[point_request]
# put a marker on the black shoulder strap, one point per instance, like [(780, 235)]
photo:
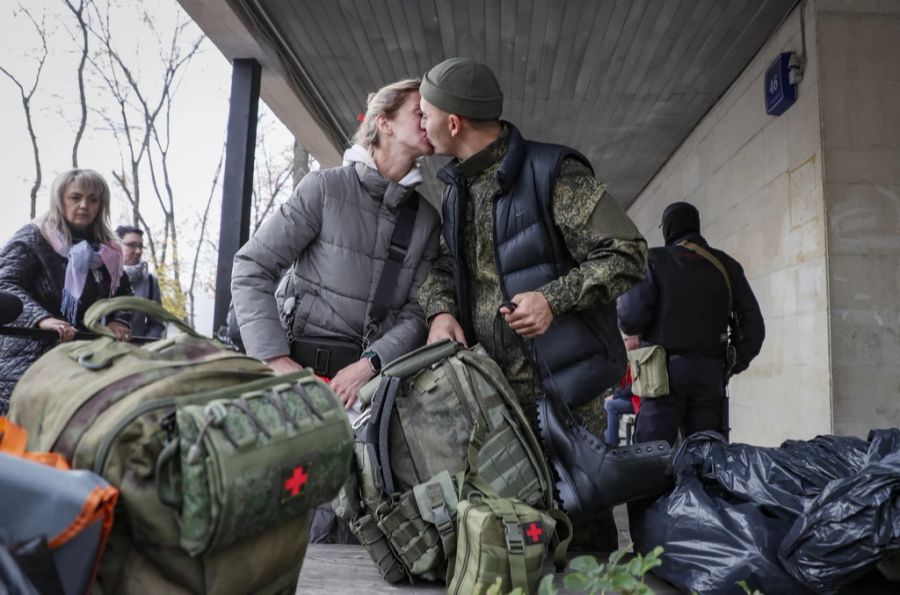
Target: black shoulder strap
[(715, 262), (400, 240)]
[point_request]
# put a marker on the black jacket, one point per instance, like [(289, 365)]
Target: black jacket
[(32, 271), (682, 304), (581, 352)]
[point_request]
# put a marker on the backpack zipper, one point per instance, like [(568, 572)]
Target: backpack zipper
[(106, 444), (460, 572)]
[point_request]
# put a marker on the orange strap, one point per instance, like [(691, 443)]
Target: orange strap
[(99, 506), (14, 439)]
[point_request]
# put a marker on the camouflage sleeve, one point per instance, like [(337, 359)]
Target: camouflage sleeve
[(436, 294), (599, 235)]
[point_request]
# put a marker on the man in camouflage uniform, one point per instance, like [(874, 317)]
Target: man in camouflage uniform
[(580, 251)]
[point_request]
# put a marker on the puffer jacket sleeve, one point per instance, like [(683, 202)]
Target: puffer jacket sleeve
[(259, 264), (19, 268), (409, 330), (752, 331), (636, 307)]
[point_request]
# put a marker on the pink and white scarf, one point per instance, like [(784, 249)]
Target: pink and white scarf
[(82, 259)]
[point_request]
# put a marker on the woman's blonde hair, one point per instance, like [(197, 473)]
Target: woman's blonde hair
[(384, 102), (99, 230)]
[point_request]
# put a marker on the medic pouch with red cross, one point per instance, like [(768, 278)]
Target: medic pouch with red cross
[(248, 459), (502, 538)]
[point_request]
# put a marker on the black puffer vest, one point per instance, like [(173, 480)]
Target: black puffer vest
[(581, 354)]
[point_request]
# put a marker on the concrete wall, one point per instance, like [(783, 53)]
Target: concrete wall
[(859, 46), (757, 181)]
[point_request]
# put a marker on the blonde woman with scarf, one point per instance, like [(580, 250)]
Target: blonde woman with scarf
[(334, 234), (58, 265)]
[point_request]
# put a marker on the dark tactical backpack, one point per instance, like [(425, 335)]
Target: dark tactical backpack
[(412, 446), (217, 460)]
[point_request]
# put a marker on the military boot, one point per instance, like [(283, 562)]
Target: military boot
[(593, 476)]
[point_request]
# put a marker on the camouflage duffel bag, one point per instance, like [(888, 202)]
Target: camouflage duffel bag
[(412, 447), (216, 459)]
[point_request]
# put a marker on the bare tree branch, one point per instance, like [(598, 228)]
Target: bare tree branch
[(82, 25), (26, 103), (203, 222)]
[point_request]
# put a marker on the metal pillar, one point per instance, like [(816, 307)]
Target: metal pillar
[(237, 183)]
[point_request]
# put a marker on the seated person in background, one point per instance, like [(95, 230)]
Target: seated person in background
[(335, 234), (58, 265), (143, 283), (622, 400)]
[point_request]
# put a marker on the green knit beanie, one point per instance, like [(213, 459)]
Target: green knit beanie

···

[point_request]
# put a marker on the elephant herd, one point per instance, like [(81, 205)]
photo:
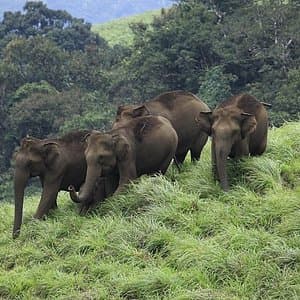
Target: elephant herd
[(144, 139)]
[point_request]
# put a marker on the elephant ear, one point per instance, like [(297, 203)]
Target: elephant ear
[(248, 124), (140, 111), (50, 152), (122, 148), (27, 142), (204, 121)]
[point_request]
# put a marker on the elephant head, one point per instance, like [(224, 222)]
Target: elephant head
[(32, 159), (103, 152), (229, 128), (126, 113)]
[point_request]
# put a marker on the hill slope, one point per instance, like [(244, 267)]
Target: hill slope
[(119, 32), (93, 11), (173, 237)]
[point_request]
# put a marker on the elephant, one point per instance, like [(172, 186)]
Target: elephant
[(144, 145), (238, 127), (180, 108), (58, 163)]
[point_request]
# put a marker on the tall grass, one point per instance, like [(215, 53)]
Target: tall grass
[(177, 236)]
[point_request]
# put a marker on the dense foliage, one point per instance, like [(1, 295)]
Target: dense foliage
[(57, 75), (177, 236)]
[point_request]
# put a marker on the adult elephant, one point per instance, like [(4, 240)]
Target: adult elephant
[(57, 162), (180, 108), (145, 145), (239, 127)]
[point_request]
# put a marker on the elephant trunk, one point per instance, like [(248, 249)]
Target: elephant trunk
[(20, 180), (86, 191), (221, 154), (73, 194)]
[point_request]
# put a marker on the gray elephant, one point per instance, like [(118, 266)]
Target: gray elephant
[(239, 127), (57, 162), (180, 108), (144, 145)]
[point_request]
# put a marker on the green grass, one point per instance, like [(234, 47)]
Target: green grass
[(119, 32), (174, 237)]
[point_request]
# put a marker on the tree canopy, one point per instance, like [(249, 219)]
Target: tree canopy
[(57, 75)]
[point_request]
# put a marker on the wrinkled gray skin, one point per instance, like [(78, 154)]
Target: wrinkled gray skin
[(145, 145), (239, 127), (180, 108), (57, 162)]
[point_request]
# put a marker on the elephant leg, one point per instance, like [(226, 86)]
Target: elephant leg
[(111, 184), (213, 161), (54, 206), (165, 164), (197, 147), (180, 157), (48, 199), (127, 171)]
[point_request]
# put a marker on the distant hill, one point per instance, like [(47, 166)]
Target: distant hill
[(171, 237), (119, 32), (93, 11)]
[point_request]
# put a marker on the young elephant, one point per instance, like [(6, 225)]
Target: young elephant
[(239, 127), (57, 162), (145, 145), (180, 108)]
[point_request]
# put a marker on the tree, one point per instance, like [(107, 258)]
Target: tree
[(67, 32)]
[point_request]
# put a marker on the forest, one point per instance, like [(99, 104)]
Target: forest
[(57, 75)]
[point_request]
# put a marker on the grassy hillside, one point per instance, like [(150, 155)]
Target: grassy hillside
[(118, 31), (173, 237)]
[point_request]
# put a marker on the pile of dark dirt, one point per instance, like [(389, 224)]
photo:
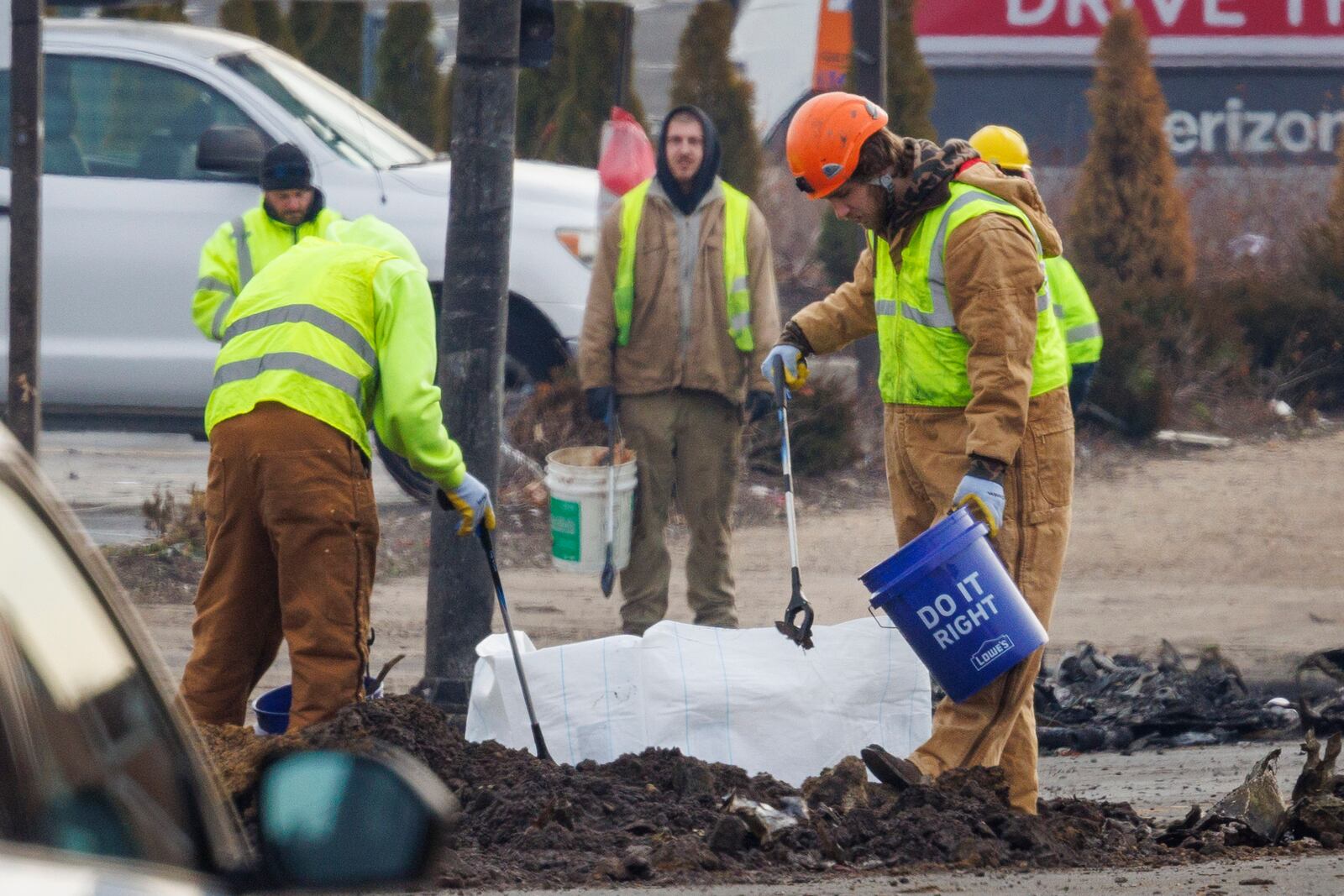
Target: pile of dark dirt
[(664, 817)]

···

■ **Stated goal**: Pull out every line of the records that contains the string "trunk", matching case exactly.

■ **Worked solution**:
# put a marker on the elephant trunk, one point per instance, like [(248, 249)]
Target: elephant trunk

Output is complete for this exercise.